The records that follow are to be repeated without alteration.

======== EXERCISE INPUTS ========

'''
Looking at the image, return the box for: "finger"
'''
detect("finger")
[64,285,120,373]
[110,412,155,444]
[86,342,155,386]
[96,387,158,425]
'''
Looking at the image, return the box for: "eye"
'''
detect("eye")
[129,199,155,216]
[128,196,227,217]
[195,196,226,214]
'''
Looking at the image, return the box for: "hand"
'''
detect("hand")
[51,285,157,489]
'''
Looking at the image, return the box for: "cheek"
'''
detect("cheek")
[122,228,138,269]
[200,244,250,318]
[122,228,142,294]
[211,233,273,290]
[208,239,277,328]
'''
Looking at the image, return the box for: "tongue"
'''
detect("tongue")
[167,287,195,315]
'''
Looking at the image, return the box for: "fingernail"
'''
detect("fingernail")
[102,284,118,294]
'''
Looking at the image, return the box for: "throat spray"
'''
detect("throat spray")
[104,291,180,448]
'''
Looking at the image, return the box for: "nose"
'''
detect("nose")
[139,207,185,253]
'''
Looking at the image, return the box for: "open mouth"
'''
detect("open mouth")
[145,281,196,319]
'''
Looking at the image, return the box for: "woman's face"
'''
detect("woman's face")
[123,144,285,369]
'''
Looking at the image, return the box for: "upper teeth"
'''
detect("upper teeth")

========

# RESULT OF THIS TASK
'''
Looking at the image, return the box for: "finger"
'''
detect("finger")
[64,285,120,373]
[110,412,155,444]
[86,342,155,386]
[96,387,158,425]
'''
Looking at the image, return the box for: "eye"
'''
detect("eye")
[129,199,155,216]
[128,196,227,217]
[195,196,226,214]
'''
Looking at the image, return the box for: "hand"
'''
detect("hand")
[51,285,157,489]
'''
Looking at the image, return the box for: "cheek"
'''
detect("cheek")
[122,228,138,269]
[200,244,250,318]
[122,228,142,294]
[211,233,273,290]
[208,239,277,328]
'''
Looking at the image, return the box for: "tongue"
'''
detect("tongue")
[167,287,195,315]
'''
Looking at the image, return the box for: "fingernail"
'''
detect("fingernail")
[102,284,118,294]
'''
Looking at the image, return the box for: "throat spray"
'''
detect("throat spray")
[104,291,180,448]
'''
Looking at the image, return the box for: "nose"
'''
detect("nose")
[139,207,185,253]
'''
Looking at the image, return the box for: "open mouth"
'''
detect("open mouth")
[145,281,196,319]
'''
Looking at the image, return the box for: "woman's face"
'''
detect("woman's face")
[123,144,285,369]
'''
Looking at the image, return the box for: "upper teeth"
'''
detect("upper teeth")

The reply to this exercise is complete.